Supplied information:
════════════════════

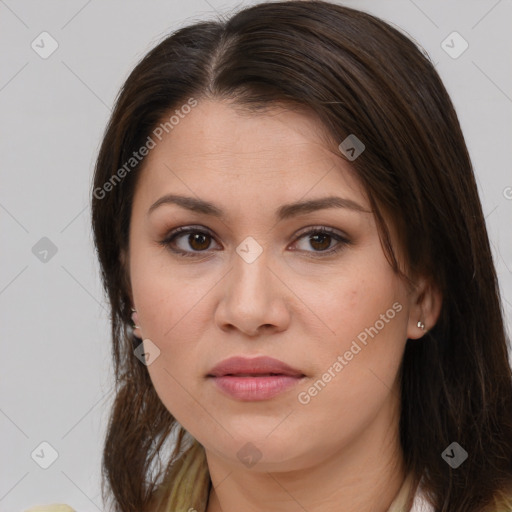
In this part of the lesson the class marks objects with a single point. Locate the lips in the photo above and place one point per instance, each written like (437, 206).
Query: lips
(251, 380)
(258, 366)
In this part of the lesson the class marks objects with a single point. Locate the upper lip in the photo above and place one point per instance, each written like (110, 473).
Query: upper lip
(255, 366)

════════════════════

Could you format the stretch from the line containing "like (110, 473)." through the end of the items as a JSON list of strings, with one string per line and blank lines left out?

[
  "In this part of the lesson the class marks objects with a single point. Locate the upper lip in the photo above and place one point per instance, each written like (110, 473).",
  "Query: upper lip",
  "(255, 366)"
]